Image-grounded pointing data:
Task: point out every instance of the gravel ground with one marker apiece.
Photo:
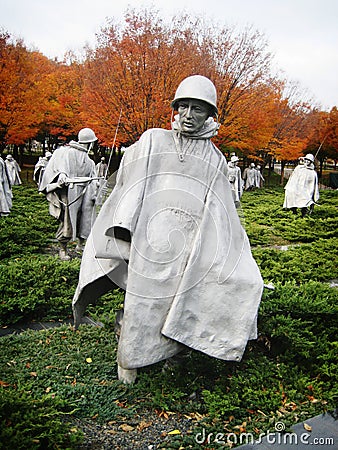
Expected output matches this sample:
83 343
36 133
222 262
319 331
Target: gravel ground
144 432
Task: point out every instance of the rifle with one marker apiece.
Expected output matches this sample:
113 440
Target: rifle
321 145
117 127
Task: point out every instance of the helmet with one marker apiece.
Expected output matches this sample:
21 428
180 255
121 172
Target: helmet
86 135
309 157
197 87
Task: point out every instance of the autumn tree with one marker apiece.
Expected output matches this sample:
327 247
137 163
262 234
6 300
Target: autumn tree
136 69
62 101
21 92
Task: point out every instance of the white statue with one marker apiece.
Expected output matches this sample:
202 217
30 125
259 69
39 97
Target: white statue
235 179
5 190
259 179
249 177
170 236
301 189
69 188
40 167
13 170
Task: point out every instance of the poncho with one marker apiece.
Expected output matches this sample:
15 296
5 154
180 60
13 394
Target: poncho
301 190
5 190
188 271
73 161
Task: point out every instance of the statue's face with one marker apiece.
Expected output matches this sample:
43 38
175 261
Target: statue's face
192 114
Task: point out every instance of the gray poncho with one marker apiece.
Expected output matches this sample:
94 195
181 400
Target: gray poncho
73 161
301 190
188 271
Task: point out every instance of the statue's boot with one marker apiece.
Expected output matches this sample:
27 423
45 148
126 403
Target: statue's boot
127 376
63 254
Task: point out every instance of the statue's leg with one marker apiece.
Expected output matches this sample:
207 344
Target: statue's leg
63 255
127 376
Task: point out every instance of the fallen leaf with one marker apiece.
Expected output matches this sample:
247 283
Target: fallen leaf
126 427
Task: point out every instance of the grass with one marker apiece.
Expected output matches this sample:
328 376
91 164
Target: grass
50 378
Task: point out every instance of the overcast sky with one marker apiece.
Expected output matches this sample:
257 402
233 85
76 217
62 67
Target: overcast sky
302 34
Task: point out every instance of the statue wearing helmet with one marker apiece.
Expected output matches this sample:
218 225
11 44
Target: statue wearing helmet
301 189
235 179
170 236
71 203
197 87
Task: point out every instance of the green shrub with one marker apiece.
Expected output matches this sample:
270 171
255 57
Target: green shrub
39 288
28 423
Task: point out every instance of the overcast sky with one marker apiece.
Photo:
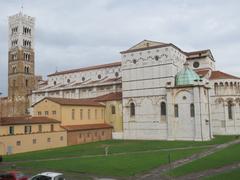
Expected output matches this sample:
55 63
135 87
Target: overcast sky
77 33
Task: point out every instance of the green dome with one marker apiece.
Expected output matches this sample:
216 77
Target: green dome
186 77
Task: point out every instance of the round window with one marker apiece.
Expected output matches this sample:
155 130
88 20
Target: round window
196 64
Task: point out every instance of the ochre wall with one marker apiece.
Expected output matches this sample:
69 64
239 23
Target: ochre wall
116 120
19 129
49 106
85 136
27 142
67 115
64 113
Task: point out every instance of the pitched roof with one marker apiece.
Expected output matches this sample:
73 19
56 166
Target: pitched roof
110 97
87 127
199 54
73 102
87 68
4 121
222 75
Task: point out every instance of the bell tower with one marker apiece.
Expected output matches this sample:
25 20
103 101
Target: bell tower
21 75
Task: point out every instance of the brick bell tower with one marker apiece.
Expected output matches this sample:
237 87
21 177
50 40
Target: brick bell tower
21 75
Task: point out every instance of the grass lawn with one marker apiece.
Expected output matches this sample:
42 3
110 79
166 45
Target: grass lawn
115 146
224 157
233 175
112 165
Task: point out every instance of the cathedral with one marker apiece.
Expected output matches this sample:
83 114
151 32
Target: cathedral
166 93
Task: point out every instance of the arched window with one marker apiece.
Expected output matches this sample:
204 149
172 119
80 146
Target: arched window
132 109
113 110
163 109
229 110
176 110
192 110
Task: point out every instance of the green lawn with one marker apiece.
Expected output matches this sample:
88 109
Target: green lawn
233 175
134 159
112 165
223 157
115 146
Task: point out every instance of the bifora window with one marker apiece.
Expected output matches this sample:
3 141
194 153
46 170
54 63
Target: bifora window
163 109
113 110
11 130
230 110
73 114
132 109
196 64
176 110
192 110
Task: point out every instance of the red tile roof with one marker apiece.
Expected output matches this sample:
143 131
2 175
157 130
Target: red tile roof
87 68
202 72
73 102
148 48
115 96
87 127
4 121
222 75
197 52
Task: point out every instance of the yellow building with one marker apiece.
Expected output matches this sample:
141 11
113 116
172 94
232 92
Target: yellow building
26 133
84 119
113 110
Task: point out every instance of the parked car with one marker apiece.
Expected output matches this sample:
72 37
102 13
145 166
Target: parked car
48 176
13 175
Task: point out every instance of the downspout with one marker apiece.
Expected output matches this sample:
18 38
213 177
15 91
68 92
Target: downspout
200 112
209 116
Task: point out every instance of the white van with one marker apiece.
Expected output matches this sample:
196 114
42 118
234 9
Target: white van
48 176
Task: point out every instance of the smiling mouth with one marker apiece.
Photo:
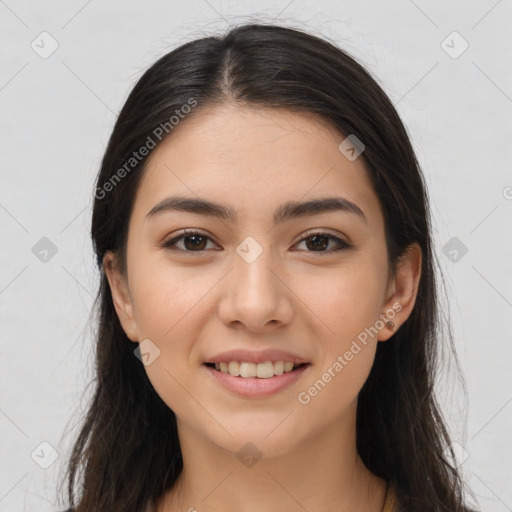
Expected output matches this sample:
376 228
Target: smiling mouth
264 370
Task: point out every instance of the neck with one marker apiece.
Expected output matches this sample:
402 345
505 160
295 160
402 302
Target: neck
321 473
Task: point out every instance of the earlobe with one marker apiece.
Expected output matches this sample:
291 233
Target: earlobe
120 296
400 303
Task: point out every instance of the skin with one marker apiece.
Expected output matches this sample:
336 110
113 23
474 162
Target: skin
293 296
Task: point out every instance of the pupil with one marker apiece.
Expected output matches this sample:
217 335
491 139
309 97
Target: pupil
195 245
316 238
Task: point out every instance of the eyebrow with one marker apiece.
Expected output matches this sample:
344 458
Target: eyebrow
287 211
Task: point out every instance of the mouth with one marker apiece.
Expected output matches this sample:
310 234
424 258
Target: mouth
247 370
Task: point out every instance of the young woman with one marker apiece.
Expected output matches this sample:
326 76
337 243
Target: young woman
268 317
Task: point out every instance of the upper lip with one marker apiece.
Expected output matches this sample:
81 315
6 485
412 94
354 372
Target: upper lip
252 356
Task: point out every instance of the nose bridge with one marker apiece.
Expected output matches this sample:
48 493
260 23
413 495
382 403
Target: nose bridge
251 271
254 295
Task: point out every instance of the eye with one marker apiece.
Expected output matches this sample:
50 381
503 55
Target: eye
195 241
319 240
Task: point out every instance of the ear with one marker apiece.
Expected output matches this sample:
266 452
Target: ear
403 290
121 296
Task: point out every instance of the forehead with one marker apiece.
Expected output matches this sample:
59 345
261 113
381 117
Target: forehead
254 159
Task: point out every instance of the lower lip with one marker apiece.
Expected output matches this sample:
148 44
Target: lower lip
254 387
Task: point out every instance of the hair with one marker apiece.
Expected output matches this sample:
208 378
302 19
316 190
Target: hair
127 451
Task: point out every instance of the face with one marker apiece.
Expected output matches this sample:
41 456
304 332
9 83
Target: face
271 281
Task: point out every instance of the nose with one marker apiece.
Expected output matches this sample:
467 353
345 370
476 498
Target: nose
256 295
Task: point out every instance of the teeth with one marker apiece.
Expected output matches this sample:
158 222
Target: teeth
261 370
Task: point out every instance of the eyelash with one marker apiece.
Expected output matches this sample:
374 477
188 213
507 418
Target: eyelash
342 245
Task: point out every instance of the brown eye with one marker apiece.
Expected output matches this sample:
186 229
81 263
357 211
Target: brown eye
193 241
319 242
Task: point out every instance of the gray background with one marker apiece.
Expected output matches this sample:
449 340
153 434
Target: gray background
57 114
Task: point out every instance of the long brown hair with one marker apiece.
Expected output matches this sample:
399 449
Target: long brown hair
127 452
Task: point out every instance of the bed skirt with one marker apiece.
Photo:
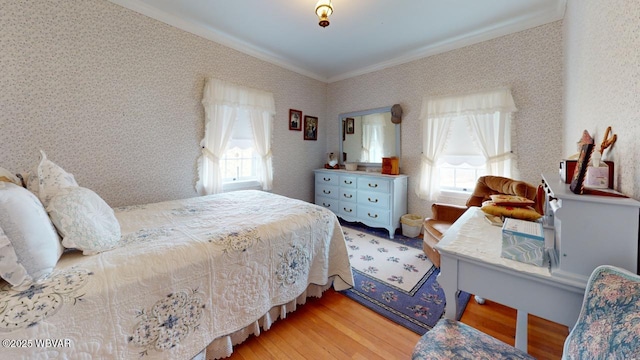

▸ To do
All of the data should be returned word for word, with each picture left out.

▸ Output of the task
Task: point out every instance of the gravel ground with one marker apiece.
Photo:
Expected output matches this sample:
83 343
36 133
222 262
319 331
Target: gravel ground
144 432
Task: point out every instance of the rifle with one marker apiece.
Expected output matches this sample:
113 440
Target: rifle
321 145
117 127
Task: point out every instance of the helmet with one marker apiece.
Expected output matches this sample:
21 428
180 255
121 172
Target: helmet
86 135
309 157
197 87
Task: point out every instance of the autumn tree with one marker apiece.
Expected output matches this sample:
327 247
137 163
262 234
6 300
Target: autumn tree
136 69
62 101
21 92
Task: point out every instance of the white statue with one marker apiece.
Expected output matches this sample:
202 217
30 125
259 69
39 97
Target: white statue
235 179
5 190
259 179
249 177
170 236
301 189
69 188
40 167
13 170
Task: point out every instance of the poncho with one marker apiece.
Expected output matches this sample:
15 296
5 154
180 60
13 394
Target: poncho
301 190
5 190
188 271
73 161
Task: point out every instance of the statue's face with one marker apiece.
Expected output matches this sample:
43 38
175 261
Target: statue's face
192 114
Task: point out every instance of the gray poncho with one marker apiece.
Expected output matches this sample:
94 195
181 400
Target: gray poncho
73 161
301 190
188 271
Task: point out every instance of the statue's boot with one marker apiece.
Expected output matches this sample:
27 423
45 148
126 403
Target: statue's boot
127 376
63 254
Task: point out every instance of the statue's leg with one marker apiece.
Expected output matches this sample:
207 344
Target: statue's leg
63 255
127 376
Task: point out every instance of the fallen leaf with one marker apiece.
Expected output matches this sample:
247 283
Target: fallen leaf
126 427
Task: point out every instance of the grass with one marker apiece.
Expected output matches this sample:
328 376
91 164
Target: grass
50 378
Task: point out every instance of the overcast sky with one marker apiece.
Expected output matches this sample:
257 402
233 85
76 217
62 67
Target: overcast sky
302 34
Task: point out every instance of the statue wearing helmet with one marker apiece.
Expected output matches this sample:
218 225
11 44
Target: statue wearing helmet
301 189
235 179
170 236
71 203
197 87
Task: point out every instance of the green shrub with one marker apiece.
Expected output matches this sample:
270 171
255 57
Target: green shrub
39 288
28 423
Task: point out every instance of the overcast sky with one marker apiece.
Photo:
Expected output matches this sample:
55 63
135 87
Target: overcast sky
77 33
Task: point out every instance of the green dome with one marker apiece.
Expected output matches this sample:
216 77
Target: green dome
186 77
Task: point out every instance of the round window with one marker apiece.
Expected output matches this sample:
155 130
88 20
Target: round window
196 64
Task: point out every instance of the ochre wall with one marker apiece.
Expected output matches this sample:
69 64
239 23
Target: ochre wall
116 120
19 129
49 106
85 136
27 142
67 115
64 113
Task: point out every instance of the pitched roof with one marker apiece.
Expected output matches this sample:
73 19
56 166
Target: pitched roof
110 97
87 127
199 54
73 102
87 68
4 121
222 75
Task: point out every instance of the bell tower with one marker apiece.
Expected output matches this sample:
25 20
103 101
Target: bell tower
21 75
Task: point out every instance of the brick bell tower with one marker apiece.
Expected output matches this sample:
237 87
21 177
50 40
Target: brick bell tower
21 75
Task: point out every instance of the grass lawn with one marker apiece.
Expected output matches this sample:
42 3
110 79
166 45
Target: grass lawn
115 146
224 157
233 175
112 165
Task: point out every instance of the cathedral with one marker apiece.
Expected output matches this sample:
83 114
151 32
Target: cathedral
166 93
Task: point out every instance of the arched window with one marker apiece.
Expected output matches this sample:
204 149
172 119
80 146
Target: arched window
132 109
113 110
163 109
229 110
176 110
192 110
Task: point out every instance of the green lawn with one marker apiece.
Expected output matches this sample:
88 109
Target: green lawn
233 175
134 159
112 165
223 157
115 146
Task: point out every instance of the bifora window with one marker apiece.
Expected output matches this sample:
3 141
194 153
46 170
54 63
Target: bifora window
163 109
113 110
11 130
230 110
73 114
132 109
196 64
176 110
192 110
Task: point out every instance of the red tile roof with one marker apiece.
Expected output matches this sample:
143 131
2 175
157 130
Target: red tile roof
87 68
202 72
73 102
148 48
115 96
87 127
4 121
222 75
197 52
Task: point out every instance of the yellow building with one marker apiece.
Expected output matches this sample:
141 11
113 116
172 94
232 92
Target: yellow building
26 133
84 119
113 110
Task: point out every instance of the parked car with one marker apiece.
Expected output matches this sample:
72 37
102 13
145 166
Target: parked car
48 176
13 175
Task: point out every instance of the downspout with one marker apiece.
Expected output matches this sample:
18 38
213 177
15 91
68 92
Target: downspout
200 112
209 116
Task: point out every instance of the white van with one marker apiece.
Expected output matches this sample:
196 114
42 118
234 9
Target: white van
48 176
Task: point out every instance of the smiling mouth with one marker apiece.
Photo:
Expected output matches this sample:
376 228
Target: smiling mouth
264 370
Task: point out every instance of the neck with one marker apiece.
Expected output matches this sample:
402 345
505 160
295 160
402 302
Target: neck
321 473
Task: point out every instance of the earlobe with one marker apiece.
Expected output matches this sample:
291 233
Target: earlobe
120 296
400 303
Task: point out every instance of the skin with one marker apiece.
Expected output matches this sample:
336 110
113 23
474 162
Target: skin
293 296
Task: point out every instance of the pupil with one marker apiece.
Expected output matches this sample:
217 335
491 139
309 97
Target: pupil
195 245
316 238
Task: point out every instance of the eyebrow with one marker apiece.
Expected output matches this sample:
344 458
Target: eyebrow
287 211
Task: point out every instance of the mouth with one marker apiece.
Expected output matches this sample:
310 234
424 258
Target: mouth
247 370
Task: point out every instance of the young woman with one marker apiece.
Expected output matches this sample:
326 76
337 243
Target: young woman
268 317
Task: point out every instance of the upper lip with one marker apiece.
Expected output matches this sample:
81 315
6 485
412 94
354 372
Target: upper lip
252 356
Task: point out every instance of the nose bridge with one marker apiece.
Expected output matches this sample:
48 493
260 23
413 495
382 403
Target: nose bridge
251 271
254 295
Task: point out every instance of the eye with one marker apiece.
Expected output matches this sample:
50 381
503 55
Target: eye
195 241
319 240
Task: point out every instance of the ear with one marker apiece.
Expected output matches this sample:
266 452
Target: ear
403 290
121 296
Task: point out every instance of the forehead with one marker apiece.
Expected output matches this sample:
59 345
261 113
381 117
Target: forehead
254 159
Task: point out every instance of the lower lip with one marker apiece.
Expected output matches this sample:
148 44
Target: lower lip
254 387
Task: point out every instance of the hair with one marker apiece.
Expected output matches this sample:
208 378
302 19
316 190
Target: hair
127 451
Task: point out every instance of the face with one marker apiece.
Expected output matches this sample:
41 456
304 332
9 83
Target: face
271 281
Task: point out every instance of the nose with one marker apiece.
Expected output matches this sample:
467 353
345 370
476 498
Target: nose
256 295
Task: point out every instance of the teeth with one marker apiece.
Expected output matches this sample:
158 222
Target: teeth
261 370
Task: point out every instance of the eyelash with one marker apiece.
Expected output matches this sample:
374 477
188 213
507 418
Target: eyelash
342 245
Task: point out every instance of the brown eye with one marker apiece.
Expected output matches this sample:
186 229
81 263
357 211
Target: brown eye
193 241
319 242
Task: point out every instance of the gray background with one marker apiece.
Expected output matches this sample:
449 340
153 434
Target: gray background
57 114
Task: point out every instance of the long brown hair with one marker apiece.
Expected output matches this sample:
399 449
Target: long brown hair
127 452
Task: point out every instance of the bed skirt with one marker apiece.
Photo:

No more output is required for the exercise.